▶ **TASK STATEMENT**
Repeat the data in full. Drop every picture.
### DATA PROVIDED ###
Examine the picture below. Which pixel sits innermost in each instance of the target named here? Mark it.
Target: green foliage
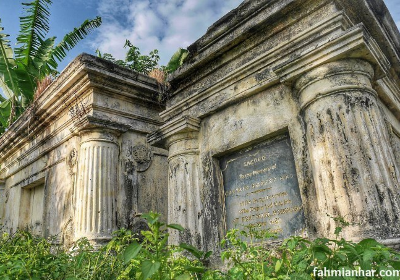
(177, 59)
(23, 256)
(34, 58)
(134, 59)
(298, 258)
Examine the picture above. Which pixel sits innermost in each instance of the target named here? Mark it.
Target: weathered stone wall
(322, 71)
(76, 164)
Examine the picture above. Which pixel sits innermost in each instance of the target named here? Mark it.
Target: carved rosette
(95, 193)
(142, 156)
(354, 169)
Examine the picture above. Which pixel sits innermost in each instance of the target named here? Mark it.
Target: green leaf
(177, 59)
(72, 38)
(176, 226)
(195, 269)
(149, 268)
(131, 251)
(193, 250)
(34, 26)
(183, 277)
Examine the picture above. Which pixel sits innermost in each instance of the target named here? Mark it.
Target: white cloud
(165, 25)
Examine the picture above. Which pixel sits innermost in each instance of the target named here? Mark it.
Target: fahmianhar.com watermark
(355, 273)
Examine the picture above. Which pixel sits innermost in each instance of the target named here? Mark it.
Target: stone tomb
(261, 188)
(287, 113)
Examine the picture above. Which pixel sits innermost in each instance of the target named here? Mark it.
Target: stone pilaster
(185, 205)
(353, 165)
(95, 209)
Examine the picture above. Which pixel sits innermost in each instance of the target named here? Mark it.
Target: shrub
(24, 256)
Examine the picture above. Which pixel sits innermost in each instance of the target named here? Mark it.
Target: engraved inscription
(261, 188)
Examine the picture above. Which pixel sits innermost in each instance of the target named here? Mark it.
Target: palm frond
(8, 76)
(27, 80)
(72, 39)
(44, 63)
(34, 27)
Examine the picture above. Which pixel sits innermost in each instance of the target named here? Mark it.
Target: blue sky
###
▶ **REPLY TO THE TASK**
Examine the picture below. Which pixel sits innermost in each instance of the target named here? Mark it.
Target: green foliage
(177, 59)
(23, 256)
(34, 58)
(134, 59)
(298, 258)
Examine the picture above. Which pixel sits innermost in each instance of the target named here? Mark it.
Target: weathered stone wall
(322, 71)
(76, 164)
Examine the picture above. Which pixel sits innermost in each instance of the target named here? Mark it.
Target: carved rosette
(95, 193)
(142, 156)
(354, 169)
Examine the picture above. Which pixel sits innermost in each instance of the target named here? Mark it.
Target: green leaf
(177, 59)
(72, 38)
(176, 226)
(195, 269)
(149, 268)
(131, 251)
(193, 250)
(34, 26)
(183, 277)
Examine the picture above. Which pixel sits innermost in each instance of the target named here? Mark it.
Target: white cloud
(165, 25)
Examine the picture above. Which pixel sits innermost in each instance of the target named here? Mark it.
Target: fahmianhar.com watermark
(355, 273)
Examine the picture above. Which pixel sits innermost in each instance of the target named here? Mark it.
Target: stone tomb
(261, 188)
(287, 113)
Examine the picture above. Which pixel sits innermost in each instance of the target named here? Mark it.
Target: stone pilaster
(185, 205)
(353, 165)
(95, 209)
Examine the picture above. Which pixel sits innermost in each instance of the target named here? Mark it.
Target: shrub
(24, 256)
Examine the picture above. Which pixel sits innermost in each instance of the target named here? Mark it.
Target: engraved inscription
(261, 188)
Examine the picture above. Which pixel sits innermost in each instance of the target named here? Mark it.
Target: palm frond
(8, 76)
(27, 80)
(72, 39)
(44, 63)
(34, 27)
Examine the picture above. Which pixel sits innermost in each instance of the target named here? Mark it.
Target: blue sky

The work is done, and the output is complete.